*Passage to read*:
Deak and Bilgicer’s research might offer a more palatable alternative. Rather than retraining the immune system to tolerate peanuts, their team’s method directly targets the crux of the allergic reaction: the catastrophic rendezvous between peanut and antibody.
Peanut proteins have dozens of potentially allergenic surfaces, but by screening each of them against a battery of immune cells taken from allergic patients, the team found that just two were responsible for most of the reaction.
They then designed a pair of compounds, each containing two crucial ingredients: one that resembled a piece of peanut protein to target the molecule to the correct antibody, and another that would permanently secure it to the antibody’s surface. This stealthy peanut impersonation allowed the molecules to latch on to antibodies in place of actual allergens—all without prompting an actual immune response. With the reactive cells taken out of commission, peanut proteins could then pass peacefully by.
The researchers next administered the two compounds to mast cells isolated from 16 allergic individuals (including Deak, though he didn’t test his own samples). To their surprise, the treatment silenced mast cells from all but two individuals—even after the cells had been dosed with peanut extract.
“We initially assumed we’d have to make [a new cocktail] for every single patient,” Deak says. But mast cells from most individuals seemed to respond similarly—suggesting that the team’s technology could have wide applicability.
“This is a great way of approaching a complex problem,” says Sarita Patil, an allergy researcher and clinician at Massachusetts General Hospital who has worked with Bilgicer’s group, but did not contribute to the study. “There are other subtleties of the disease, but this [interaction] is fundamentally what drives the disease. If we can shut that down, it could help a lot.”
The team’s ultimate goal is to commercialize an injection or pill that could prevent serious reactions to unexpected peanut encounters when administered once or twice a month.
By dampening the sensitivity of patients to small doses peanuts, the treatment could even increase the number of individuals who stand to benefit from immunotherapy, Bilgicer says.
But both of those possibilities are a long way off. Though the compounds appeared safe when injected into mice, the formulation has yet to be tested in humans, where it could still have unexpected side effects, says Vinidhra Mani, an immunologist at Harvard University who was not involved in the study. There’s also no guarantee the drugs will reach their intended targets—mast cells, which reside in the gastrointestinal tract, airway, and skin—when they have to first wade through the rest of the body.

*Exercise*:
In the passage on the peanut allergy research, why did the team's results suggest that their technology could have wide applicability? Answer in one to three sentences. The saved entries are not needed for this work.

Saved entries
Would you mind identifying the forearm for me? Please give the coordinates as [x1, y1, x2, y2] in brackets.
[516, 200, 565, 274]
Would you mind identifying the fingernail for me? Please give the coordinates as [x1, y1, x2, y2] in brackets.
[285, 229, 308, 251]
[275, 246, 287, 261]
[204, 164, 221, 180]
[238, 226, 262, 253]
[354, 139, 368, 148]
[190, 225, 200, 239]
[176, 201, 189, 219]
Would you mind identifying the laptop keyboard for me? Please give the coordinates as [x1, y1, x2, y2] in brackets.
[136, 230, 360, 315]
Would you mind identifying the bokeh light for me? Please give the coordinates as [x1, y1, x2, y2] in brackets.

*Task response*:
The treatment silenced mast cells from all but two of the 16 allergic individuals, even after the cells were dosed with peanut extract. Because mast cells from most individuals seemed to respond similarly, the team's technology appeared to have wide applicability. This ran against the team's initial assumption that they would need a new cocktail for every patient.